Direction
Starting at the line that has "Query: thigh" and stopping after the line that has "248], [229, 246]]", write out those lines again, requests included. Scale every coordinate in the answers by 0.55 and round to whole numbers, with halves going up.

#####

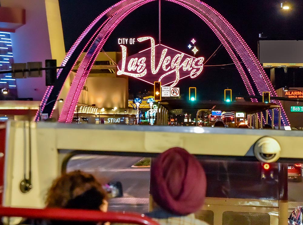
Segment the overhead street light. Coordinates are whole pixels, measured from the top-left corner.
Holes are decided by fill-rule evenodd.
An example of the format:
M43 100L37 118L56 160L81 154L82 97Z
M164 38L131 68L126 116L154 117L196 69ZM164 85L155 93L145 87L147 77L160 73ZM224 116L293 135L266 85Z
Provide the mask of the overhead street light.
M291 8L290 4L287 2L281 3L281 8L285 10L288 10Z
M64 100L63 98L59 98L58 99L54 99L54 100L51 101L49 102L48 102L44 106L44 107L45 107L45 106L46 106L47 105L48 105L50 103L51 103L52 102L53 102L55 101L58 101L59 102L63 102L64 101ZM41 105L39 106L39 120L40 121L41 121L42 119L42 118L41 118L42 112L41 111L41 107L42 106Z
M2 89L1 91L2 92L2 93L3 94L8 94L9 91L8 89L4 88Z

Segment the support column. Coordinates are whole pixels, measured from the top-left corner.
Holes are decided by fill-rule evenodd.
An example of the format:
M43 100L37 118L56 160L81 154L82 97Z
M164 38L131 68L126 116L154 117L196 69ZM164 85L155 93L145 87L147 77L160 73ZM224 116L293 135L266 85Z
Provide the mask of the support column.
M261 112L260 114L260 129L261 129L263 127L263 113Z
M256 113L255 114L255 121L256 122L256 129L258 129L258 124L259 124L259 121L258 121L258 113Z
M274 87L276 86L276 76L275 74L275 68L270 69L270 82Z
M274 129L274 121L275 121L275 112L273 109L271 110L271 127Z
M279 108L279 118L278 121L279 122L279 124L278 126L278 129L280 130L281 129L281 108Z
M160 121L160 111L161 109L161 106L158 107L158 109L157 110L157 120L156 123L157 125L160 125L159 123Z

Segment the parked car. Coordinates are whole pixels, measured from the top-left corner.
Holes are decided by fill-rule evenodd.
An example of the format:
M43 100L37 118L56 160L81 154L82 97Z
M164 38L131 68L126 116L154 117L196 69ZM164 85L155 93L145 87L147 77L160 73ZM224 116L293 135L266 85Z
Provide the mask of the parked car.
M303 225L302 223L302 210L303 206L295 209L288 217L288 225Z
M302 168L301 164L289 164L287 168L287 174L289 179L298 182L302 181Z

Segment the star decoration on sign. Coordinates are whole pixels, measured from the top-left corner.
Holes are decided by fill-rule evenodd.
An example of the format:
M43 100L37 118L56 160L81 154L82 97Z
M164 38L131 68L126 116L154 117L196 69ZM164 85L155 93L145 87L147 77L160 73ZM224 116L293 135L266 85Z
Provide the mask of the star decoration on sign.
M199 50L197 49L197 48L196 48L196 46L195 46L195 48L194 48L191 50L191 51L193 51L194 54L195 55L196 53L197 53L197 52Z

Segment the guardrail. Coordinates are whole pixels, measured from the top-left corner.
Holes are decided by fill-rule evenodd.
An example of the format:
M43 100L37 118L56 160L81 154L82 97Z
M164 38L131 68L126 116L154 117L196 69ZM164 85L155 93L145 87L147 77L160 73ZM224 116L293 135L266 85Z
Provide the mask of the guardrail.
M85 210L0 207L0 216L54 220L106 221L140 225L159 225L158 223L143 214L112 212L104 213Z

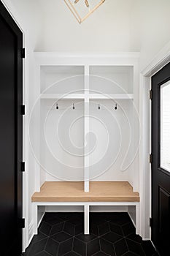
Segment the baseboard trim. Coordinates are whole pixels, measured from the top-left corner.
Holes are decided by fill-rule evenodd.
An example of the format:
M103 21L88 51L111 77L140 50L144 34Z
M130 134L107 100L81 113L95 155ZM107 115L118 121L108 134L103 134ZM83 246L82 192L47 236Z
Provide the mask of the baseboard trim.
M129 214L128 211L127 211L127 213L128 214L128 216L130 217L132 223L134 224L134 226L136 227L136 224L134 223L134 219L132 219L131 214Z

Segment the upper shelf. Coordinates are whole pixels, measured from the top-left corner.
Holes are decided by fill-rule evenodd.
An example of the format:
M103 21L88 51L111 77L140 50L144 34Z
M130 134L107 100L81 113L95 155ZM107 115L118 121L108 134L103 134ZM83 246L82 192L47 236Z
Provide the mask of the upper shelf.
M41 99L133 99L133 94L42 94Z

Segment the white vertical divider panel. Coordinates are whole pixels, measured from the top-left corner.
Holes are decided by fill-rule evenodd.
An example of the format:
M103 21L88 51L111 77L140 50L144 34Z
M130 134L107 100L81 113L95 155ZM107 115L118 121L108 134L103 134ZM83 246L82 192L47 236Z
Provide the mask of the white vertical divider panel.
M40 79L40 66L39 64L35 65L35 85L37 86L37 95L36 97L39 98L37 106L38 106L38 111L39 115L37 115L37 119L36 121L36 125L38 127L37 129L40 130L40 98L39 96L40 95L40 91L41 91L41 79ZM36 100L36 99L35 99ZM36 145L36 150L37 154L40 154L40 135L39 135L37 138L37 145ZM36 156L34 156L36 157ZM34 165L35 165L35 191L36 192L40 192L40 187L41 187L41 170L40 170L40 165L38 163L38 162L34 159Z
M84 119L84 190L89 192L89 140L87 135L89 133L89 66L85 66L85 119Z
M137 111L139 114L139 61L138 60L136 60L134 64L134 107L136 108L136 111ZM134 111L135 111L135 109L134 108ZM134 112L134 136L140 137L140 124L141 121L139 121L139 123L137 124L137 121L135 120L135 113ZM139 134L136 131L139 131ZM139 141L140 143L140 141ZM133 189L134 192L139 192L139 148L136 148L136 145L134 145L134 152L137 151L136 156L134 159L134 182L133 182Z

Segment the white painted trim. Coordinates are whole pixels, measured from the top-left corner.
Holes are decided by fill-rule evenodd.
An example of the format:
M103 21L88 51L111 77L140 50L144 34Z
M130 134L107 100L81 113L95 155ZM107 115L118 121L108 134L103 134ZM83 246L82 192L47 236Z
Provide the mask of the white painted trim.
M140 180L141 188L141 230L144 240L151 240L151 228L149 227L149 218L151 217L151 166L149 163L149 154L151 152L151 102L149 100L149 89L151 87L151 77L170 61L170 42L158 53L155 57L144 68L140 75L140 118L142 121L142 140L140 148L141 159ZM148 99L147 99L148 95ZM143 111L145 106L147 111ZM148 115L148 116L147 116ZM149 130L149 132L148 132ZM148 135L148 144L146 145L144 135ZM146 185L147 184L147 185ZM149 208L149 209L148 209Z
M42 216L41 217L39 221L38 222L38 227L39 227L39 226L40 225L40 224L42 222L42 219L43 219L43 217L45 216L45 211L42 214Z
M42 58L125 58L125 59L139 59L140 57L139 52L110 52L110 53L87 53L83 52L34 52L35 56L37 59L42 59Z
M30 244L34 236L34 220L32 220L31 222L29 224L28 236L29 236L28 244Z
M143 76L151 77L170 61L170 42L160 50L150 64L141 72Z
M134 219L132 219L131 215L129 214L128 211L127 211L127 212L128 212L128 216L129 216L129 217L130 217L130 219L131 219L132 223L134 224L134 226L136 227L136 224L134 223Z
M1 0L3 4L5 6L7 11L9 12L10 15L12 17L13 20L20 28L23 33L23 47L27 48L28 45L29 40L27 41L28 38L26 31L25 31L24 25L21 20L19 12L18 12L13 3L10 0ZM24 252L26 248L29 244L28 241L28 233L29 233L29 225L28 225L28 118L27 115L27 110L28 109L28 61L26 58L23 59L23 104L26 105L26 116L23 117L23 160L26 162L26 172L23 175L23 217L25 218L25 228L23 230L23 251Z
M139 202L34 202L32 203L32 207L34 211L34 234L36 235L38 233L38 206L81 206L84 207L84 228L85 234L89 234L89 212L90 206L136 206L136 232L138 234L139 230Z

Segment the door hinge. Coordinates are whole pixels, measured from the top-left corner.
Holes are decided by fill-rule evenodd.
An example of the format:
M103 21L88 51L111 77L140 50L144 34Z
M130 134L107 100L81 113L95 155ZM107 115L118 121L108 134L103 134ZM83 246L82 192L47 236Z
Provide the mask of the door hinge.
M21 58L22 59L26 58L26 49L25 48L21 49Z
M19 228L25 227L25 219L19 219L18 222L18 225Z
M150 218L150 227L152 227L152 218Z
M25 108L25 105L23 105L21 106L21 115L25 115L25 113L26 113L26 108Z
M21 172L25 172L25 162L21 162Z
M152 164L152 154L150 154L150 163Z

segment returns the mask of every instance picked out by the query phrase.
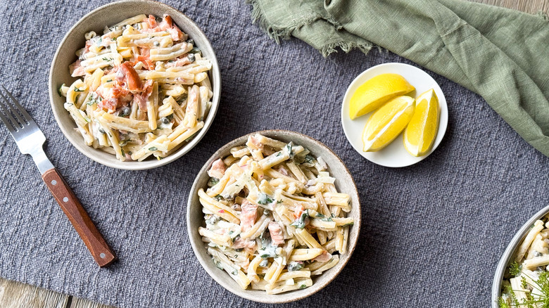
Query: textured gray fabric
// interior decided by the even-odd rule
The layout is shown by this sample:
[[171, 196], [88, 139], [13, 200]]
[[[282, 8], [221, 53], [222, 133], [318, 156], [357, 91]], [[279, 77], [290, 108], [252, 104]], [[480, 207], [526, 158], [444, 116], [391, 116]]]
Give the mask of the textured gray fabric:
[[217, 51], [223, 84], [217, 116], [203, 141], [175, 162], [143, 172], [111, 169], [69, 143], [47, 98], [49, 64], [61, 37], [106, 2], [0, 1], [0, 76], [44, 131], [46, 154], [120, 261], [97, 267], [30, 157], [1, 127], [0, 276], [120, 307], [262, 307], [225, 290], [202, 269], [189, 243], [185, 207], [196, 172], [216, 149], [256, 130], [288, 129], [332, 148], [362, 201], [351, 261], [299, 306], [488, 306], [505, 246], [547, 205], [549, 159], [479, 96], [431, 74], [448, 104], [443, 142], [415, 165], [377, 166], [345, 139], [341, 99], [364, 70], [409, 61], [377, 50], [327, 60], [297, 40], [274, 44], [250, 23], [241, 1], [172, 0]]

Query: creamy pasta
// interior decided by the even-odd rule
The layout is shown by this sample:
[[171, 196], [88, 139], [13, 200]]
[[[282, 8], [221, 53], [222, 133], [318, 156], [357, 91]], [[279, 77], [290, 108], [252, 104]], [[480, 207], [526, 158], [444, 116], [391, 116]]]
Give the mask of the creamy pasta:
[[212, 63], [169, 15], [139, 15], [84, 38], [69, 67], [78, 79], [59, 93], [87, 146], [121, 161], [161, 159], [203, 127]]
[[308, 288], [347, 252], [350, 196], [303, 146], [255, 134], [208, 172], [198, 232], [215, 265], [243, 289]]
[[549, 305], [549, 215], [536, 221], [506, 271], [501, 307]]

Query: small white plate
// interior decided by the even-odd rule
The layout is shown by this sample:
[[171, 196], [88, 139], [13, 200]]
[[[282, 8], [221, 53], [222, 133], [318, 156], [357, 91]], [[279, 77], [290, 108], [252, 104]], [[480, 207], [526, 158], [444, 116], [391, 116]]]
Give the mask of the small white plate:
[[[383, 150], [377, 152], [362, 151], [362, 129], [366, 122], [372, 113], [364, 115], [355, 120], [349, 117], [349, 101], [355, 91], [363, 83], [370, 78], [380, 74], [393, 73], [403, 76], [408, 82], [415, 88], [415, 91], [408, 94], [414, 98], [429, 90], [434, 89], [436, 96], [438, 98], [438, 104], [441, 108], [440, 122], [438, 122], [438, 132], [433, 145], [433, 148], [423, 156], [417, 158], [412, 156], [404, 148], [403, 134], [400, 134], [396, 139]], [[448, 126], [448, 105], [444, 94], [442, 93], [438, 84], [423, 70], [412, 65], [404, 63], [384, 63], [370, 68], [353, 80], [343, 97], [341, 105], [341, 124], [343, 125], [345, 136], [349, 141], [353, 148], [365, 158], [375, 164], [392, 167], [406, 167], [419, 162], [429, 156], [438, 146], [442, 141]]]

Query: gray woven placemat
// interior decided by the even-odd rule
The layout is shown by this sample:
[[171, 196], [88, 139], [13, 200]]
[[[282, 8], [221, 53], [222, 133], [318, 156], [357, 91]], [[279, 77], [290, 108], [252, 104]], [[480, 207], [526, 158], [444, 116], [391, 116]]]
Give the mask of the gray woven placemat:
[[203, 141], [176, 162], [143, 172], [111, 169], [65, 139], [47, 94], [49, 64], [61, 37], [106, 2], [0, 1], [0, 76], [44, 130], [46, 153], [120, 261], [96, 267], [30, 157], [21, 155], [0, 127], [1, 276], [120, 307], [261, 306], [225, 290], [200, 266], [187, 235], [185, 204], [196, 172], [219, 147], [248, 132], [288, 129], [332, 148], [349, 167], [362, 201], [362, 232], [350, 262], [300, 304], [489, 304], [505, 246], [547, 205], [549, 160], [481, 97], [431, 74], [449, 108], [442, 143], [414, 166], [379, 167], [345, 139], [341, 101], [364, 70], [413, 63], [377, 51], [326, 60], [301, 41], [275, 44], [251, 25], [250, 8], [241, 1], [169, 1], [196, 22], [217, 51], [220, 108]]

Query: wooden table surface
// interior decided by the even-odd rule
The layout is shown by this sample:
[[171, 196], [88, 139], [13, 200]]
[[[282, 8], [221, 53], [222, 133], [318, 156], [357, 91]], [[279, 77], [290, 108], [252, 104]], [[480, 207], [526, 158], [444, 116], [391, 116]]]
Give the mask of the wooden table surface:
[[[503, 6], [531, 13], [543, 11], [547, 14], [549, 11], [549, 0], [469, 1]], [[115, 308], [2, 278], [0, 278], [0, 307]]]

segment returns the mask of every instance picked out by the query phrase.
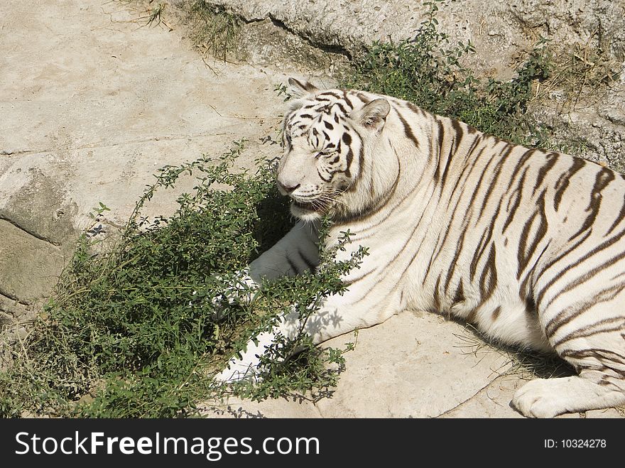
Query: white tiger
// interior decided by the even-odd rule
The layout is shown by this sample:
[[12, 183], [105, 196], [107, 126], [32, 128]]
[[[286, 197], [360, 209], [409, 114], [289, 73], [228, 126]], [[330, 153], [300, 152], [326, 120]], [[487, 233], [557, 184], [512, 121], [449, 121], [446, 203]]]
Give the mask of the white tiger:
[[[625, 179], [573, 156], [528, 149], [406, 101], [289, 80], [281, 192], [300, 219], [244, 278], [293, 275], [354, 233], [371, 255], [305, 331], [315, 343], [404, 309], [446, 312], [503, 343], [556, 352], [577, 376], [538, 379], [512, 405], [553, 417], [625, 403]], [[311, 229], [311, 226], [312, 229]], [[276, 328], [299, 330], [291, 312]], [[253, 374], [273, 332], [217, 379]]]

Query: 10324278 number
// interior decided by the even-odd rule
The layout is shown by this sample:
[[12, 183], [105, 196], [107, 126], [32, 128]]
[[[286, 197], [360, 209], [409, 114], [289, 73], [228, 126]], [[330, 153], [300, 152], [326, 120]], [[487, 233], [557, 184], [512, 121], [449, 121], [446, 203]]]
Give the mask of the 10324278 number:
[[607, 442], [605, 439], [545, 439], [545, 448], [605, 448]]

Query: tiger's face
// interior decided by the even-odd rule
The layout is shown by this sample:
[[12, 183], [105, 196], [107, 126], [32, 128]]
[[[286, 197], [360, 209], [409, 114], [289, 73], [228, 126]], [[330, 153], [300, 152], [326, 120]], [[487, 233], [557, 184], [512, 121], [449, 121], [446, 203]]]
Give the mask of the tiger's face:
[[346, 206], [344, 194], [354, 189], [363, 169], [368, 134], [381, 129], [388, 104], [367, 104], [374, 111], [364, 117], [338, 90], [315, 92], [309, 83], [289, 82], [303, 97], [285, 116], [277, 184], [290, 197], [293, 216], [312, 221]]

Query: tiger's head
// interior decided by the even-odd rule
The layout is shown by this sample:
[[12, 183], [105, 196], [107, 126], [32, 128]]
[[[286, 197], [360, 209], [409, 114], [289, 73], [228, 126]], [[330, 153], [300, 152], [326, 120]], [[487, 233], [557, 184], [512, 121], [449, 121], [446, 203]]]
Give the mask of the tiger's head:
[[370, 198], [370, 190], [362, 187], [366, 183], [361, 183], [366, 153], [376, 148], [388, 102], [320, 90], [293, 78], [289, 85], [295, 99], [284, 118], [277, 184], [291, 199], [291, 213], [311, 221], [325, 213], [345, 216], [364, 209]]

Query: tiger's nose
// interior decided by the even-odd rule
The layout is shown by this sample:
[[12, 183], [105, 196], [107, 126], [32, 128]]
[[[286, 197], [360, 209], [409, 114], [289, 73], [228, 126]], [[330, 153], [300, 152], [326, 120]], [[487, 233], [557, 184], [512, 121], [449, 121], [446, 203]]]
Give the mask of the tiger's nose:
[[293, 190], [295, 190], [298, 187], [301, 185], [301, 184], [298, 184], [297, 185], [288, 185], [286, 184], [283, 184], [280, 180], [277, 181], [278, 188], [281, 189], [284, 191], [287, 195], [291, 193]]

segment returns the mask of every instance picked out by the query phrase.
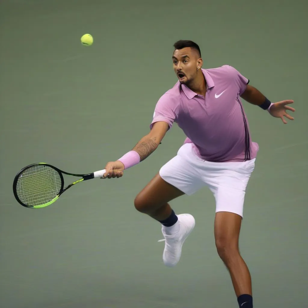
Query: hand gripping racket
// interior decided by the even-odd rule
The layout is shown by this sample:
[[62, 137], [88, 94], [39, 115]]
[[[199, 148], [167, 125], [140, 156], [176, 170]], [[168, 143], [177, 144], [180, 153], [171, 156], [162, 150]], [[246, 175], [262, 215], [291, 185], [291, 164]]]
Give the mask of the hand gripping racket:
[[[34, 164], [23, 168], [16, 175], [13, 183], [16, 200], [26, 208], [38, 209], [50, 205], [70, 187], [87, 180], [101, 177], [106, 170], [88, 174], [76, 174], [63, 171], [45, 163]], [[63, 174], [82, 178], [64, 187]]]

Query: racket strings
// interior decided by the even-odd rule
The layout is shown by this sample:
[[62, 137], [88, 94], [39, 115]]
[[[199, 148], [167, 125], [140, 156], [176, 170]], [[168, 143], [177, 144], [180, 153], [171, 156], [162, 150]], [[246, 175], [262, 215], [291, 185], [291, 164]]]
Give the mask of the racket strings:
[[26, 169], [19, 176], [16, 192], [20, 201], [29, 206], [44, 204], [54, 199], [62, 182], [56, 170], [48, 166], [36, 165]]

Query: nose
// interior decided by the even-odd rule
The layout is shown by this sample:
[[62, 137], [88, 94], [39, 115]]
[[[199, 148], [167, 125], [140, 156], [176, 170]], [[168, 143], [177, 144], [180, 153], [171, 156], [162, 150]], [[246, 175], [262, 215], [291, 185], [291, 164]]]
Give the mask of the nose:
[[178, 72], [179, 71], [181, 70], [182, 67], [182, 64], [180, 62], [179, 62], [176, 65], [176, 70]]

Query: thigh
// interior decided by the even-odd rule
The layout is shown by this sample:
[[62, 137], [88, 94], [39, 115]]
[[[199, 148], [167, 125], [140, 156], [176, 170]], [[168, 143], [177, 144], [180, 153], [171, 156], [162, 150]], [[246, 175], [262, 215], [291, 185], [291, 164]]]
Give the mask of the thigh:
[[205, 186], [190, 148], [184, 145], [178, 155], [163, 166], [159, 171], [162, 178], [188, 196]]
[[236, 248], [241, 224], [242, 217], [229, 212], [216, 213], [214, 223], [214, 234], [216, 246], [220, 248], [229, 246]]
[[239, 163], [237, 167], [236, 165], [221, 171], [211, 181], [210, 188], [215, 198], [216, 213], [229, 212], [242, 217], [246, 188], [254, 161]]
[[159, 207], [184, 193], [166, 182], [157, 174], [138, 194], [135, 199], [135, 206], [143, 208]]

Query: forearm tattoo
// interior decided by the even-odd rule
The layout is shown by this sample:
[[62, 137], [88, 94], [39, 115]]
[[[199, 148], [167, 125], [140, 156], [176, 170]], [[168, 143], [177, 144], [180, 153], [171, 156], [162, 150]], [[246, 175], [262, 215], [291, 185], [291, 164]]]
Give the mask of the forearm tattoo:
[[156, 148], [158, 144], [156, 142], [156, 137], [148, 139], [137, 143], [132, 149], [140, 156], [140, 161], [145, 159]]

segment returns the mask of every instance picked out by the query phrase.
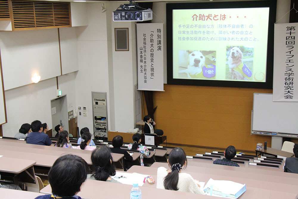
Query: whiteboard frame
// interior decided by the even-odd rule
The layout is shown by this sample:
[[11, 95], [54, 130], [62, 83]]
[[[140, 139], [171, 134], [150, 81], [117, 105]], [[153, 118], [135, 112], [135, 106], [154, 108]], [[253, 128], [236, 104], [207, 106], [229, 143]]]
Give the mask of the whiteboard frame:
[[[4, 84], [3, 80], [3, 72], [2, 72], [2, 61], [1, 57], [1, 53], [0, 52], [0, 72], [1, 73], [1, 80], [2, 84], [2, 93], [3, 94], [2, 99], [0, 99], [0, 102], [2, 101], [3, 99], [3, 109], [4, 113], [0, 113], [0, 116], [2, 114], [2, 117], [0, 116], [0, 125], [1, 125], [7, 123], [7, 116], [6, 115], [6, 104], [5, 102], [5, 94], [4, 92]], [[0, 98], [1, 98], [1, 95], [0, 95]], [[1, 105], [0, 105], [0, 107]], [[4, 115], [3, 114], [4, 114]], [[5, 120], [4, 120], [3, 119], [1, 119], [3, 118], [3, 116], [4, 116]], [[1, 127], [2, 129], [2, 127]], [[3, 132], [1, 132], [3, 134]]]
[[253, 101], [253, 110], [252, 110], [252, 119], [251, 119], [251, 135], [252, 134], [257, 134], [262, 135], [267, 135], [269, 136], [274, 136], [279, 137], [285, 137], [293, 138], [298, 138], [298, 134], [291, 134], [289, 133], [285, 133], [284, 132], [272, 132], [271, 131], [256, 131], [253, 130], [253, 109], [254, 105], [254, 95], [255, 94], [267, 94], [271, 95], [273, 95], [273, 94], [271, 93], [254, 93]]

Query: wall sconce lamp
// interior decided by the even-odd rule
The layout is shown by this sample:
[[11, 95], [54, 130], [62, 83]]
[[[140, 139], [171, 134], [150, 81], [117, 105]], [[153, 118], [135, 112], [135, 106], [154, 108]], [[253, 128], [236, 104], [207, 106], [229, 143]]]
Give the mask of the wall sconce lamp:
[[38, 75], [32, 77], [31, 79], [32, 80], [32, 81], [33, 83], [38, 83], [40, 80], [40, 76]]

#####

Task solution
Query: thigh
// interior decided by the even-odd rule
The layout is shown by this sample:
[[62, 137], [88, 94], [39, 115]]
[[[199, 148], [167, 125], [140, 156], [176, 170]], [[168, 143], [177, 144], [180, 153], [171, 156], [162, 150]], [[246, 175], [262, 215], [291, 185], [291, 164]]]
Give the mask of the thigh:
[[113, 102], [105, 81], [101, 80], [98, 85], [90, 91], [87, 94], [89, 98], [103, 108]]
[[130, 136], [133, 123], [133, 119], [126, 117], [119, 117], [118, 123], [118, 129], [119, 135], [121, 136], [126, 135]]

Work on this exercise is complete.